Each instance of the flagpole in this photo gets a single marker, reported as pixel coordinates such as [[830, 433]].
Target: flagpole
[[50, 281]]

---

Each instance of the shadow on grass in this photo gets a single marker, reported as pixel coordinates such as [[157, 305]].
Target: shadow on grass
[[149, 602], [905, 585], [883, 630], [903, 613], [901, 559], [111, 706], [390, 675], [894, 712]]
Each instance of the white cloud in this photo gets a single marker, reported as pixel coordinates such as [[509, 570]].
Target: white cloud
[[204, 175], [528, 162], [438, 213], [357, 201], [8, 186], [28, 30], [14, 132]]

- [Problem]:
All lines in the listing above with the string "Each" should be returned.

- [Expected answer]:
Each instance of the flagpole in this photo gets a single marker, reported as pixel coordinates such as [[830, 433]].
Each instance of the shadow on grass in this photo gets a single marker, reported as pixel coordinates such as [[157, 305]].
Each instance of the white cloud in this photo gets a single marker, reported as pixel coordinates such as [[509, 570]].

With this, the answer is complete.